"Urfaust" Premiere + Pressestimmen

URFAUST - Volkstheater Wien (© HANS KLAUS TECHT (APA))
URFAUST - Volkstheater Wien (© HANS KLAUS TECHT (APA))

Die Premiere von URFAUST war am Freitag, 19. Oktober und das Publikum war begeistert. Viel Applaus und Bravos für alle Schauspieler und die mutigen Statistinnen!

 

Pressestimmen

„Enrico Lübbe hinterlegt dem Volkstheater mit seinem "Urfaust" ein Juwel.
Eine bestechend scharfe Nachjustierung der Gretchentragödie im Geiste von Deep Purple und mit Schauspielern in Bestform.
Was den fadisierten Gelehrten Heinrich Faust "so licht" macht, das ist die intensive Vorstellung eines nackten Frauenkörpers. Die Folgen sind bekannt. Im Dutzend spazieren sie splitterfasernackt auf High Heels durch sein schlaffes Gehirn - und zugleich in realiter über die Bühne des Volkstheaters. Dort hat Regisseur Enrico Lübbe den Urfaust radikal gekürzt und beschert dem Haus mit seiner gespenstisch dichten Inszenierung ein kleines Meisterwerk. (Klein nur insofern, als es sich im 65 Minuten Spieldauer handelt.)
┄┄┄┄┄┄┄┄┄┄┄┄┄┄┄┄┄┄┄┄
▶ [WAS ZU TUN IST]:
1. Schreib den Teil vom Textauszug noch einmal ab, der mit „Was den fadisierten“ anfängt und bis „Minuten Spieldauer handelt.)“ weitergeht. Ändere dabei „High Heels“ in „Stöckelschuhen“.
2. An welchem Tag fand laut Textauszug die Premiere von URFAUST statt?

▶ [DATENABSCHNITT]:
┄┄┄┄┄┄┄┄┄┄┄┄┄┄┄┄┄┄┄┄
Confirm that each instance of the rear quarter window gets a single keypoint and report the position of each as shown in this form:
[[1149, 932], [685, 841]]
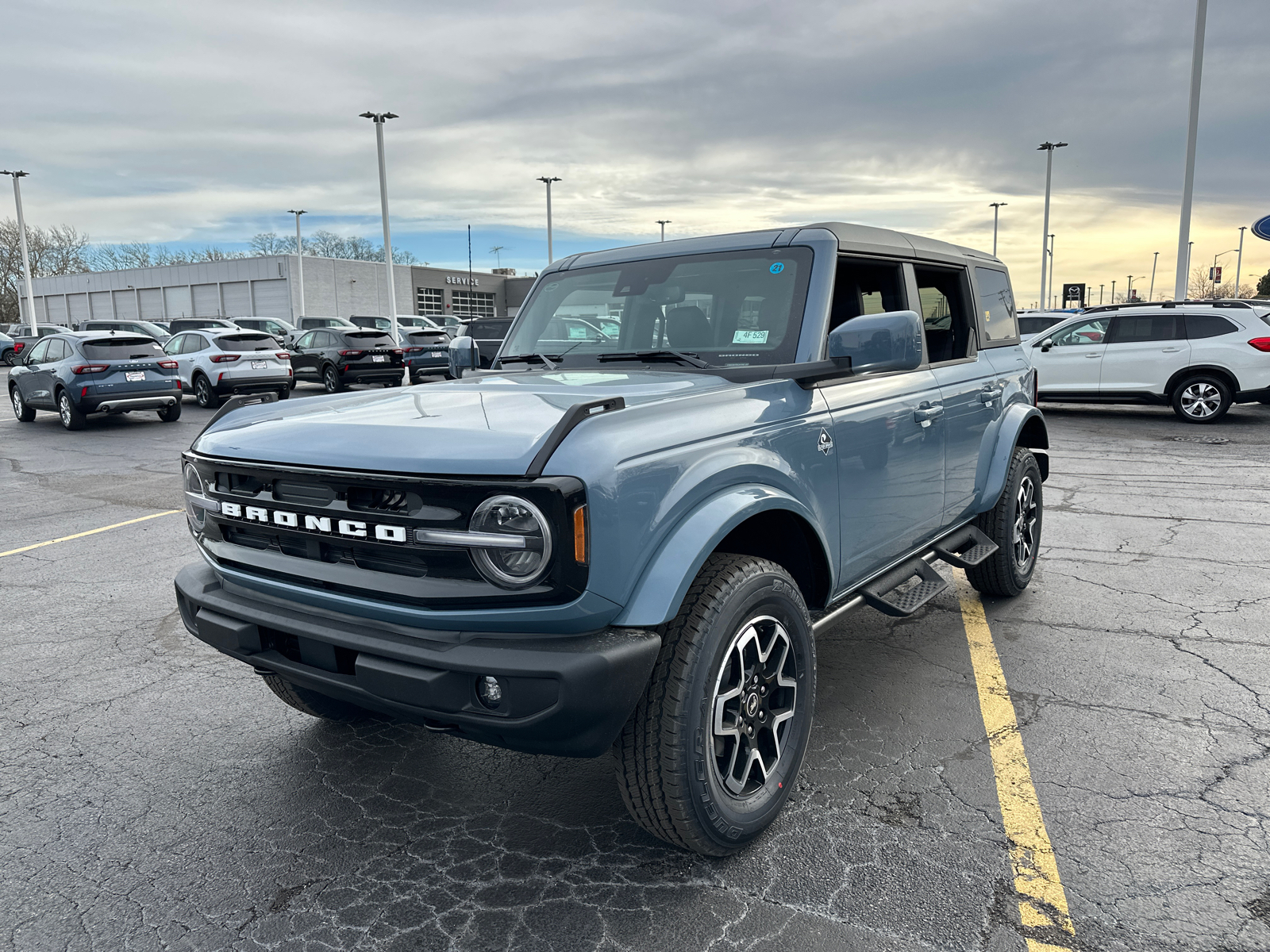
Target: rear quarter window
[[121, 349]]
┄┄┄┄┄┄┄┄┄┄┄┄┄┄┄┄┄┄┄┄
▶ [ANTWORTEN JE AUFGABE]:
1.
Was den fadisierten Gelehrten Heinrich Faust "so licht" macht, das ist die intensive Vorstellung eines nackten Frauenkörpers. Die Folgen sind bekannt. Im Dutzend spazieren sie splitterfasernackt auf Stöckelschuhen durch sein schlaffes Gehirn - und zugleich in realiter über die Bühne des Volkstheaters. Dort hat Regisseur Enrico Lübbe den Urfaust radikal gekürzt und beschert dem Haus mit seiner gespenstisch dichten Inszenierung ein kleines Meisterwerk. (Klein nur insofern, als es sich im 65 Minuten Spieldauer handelt.)

2. Am Freitag, 19. Oktober.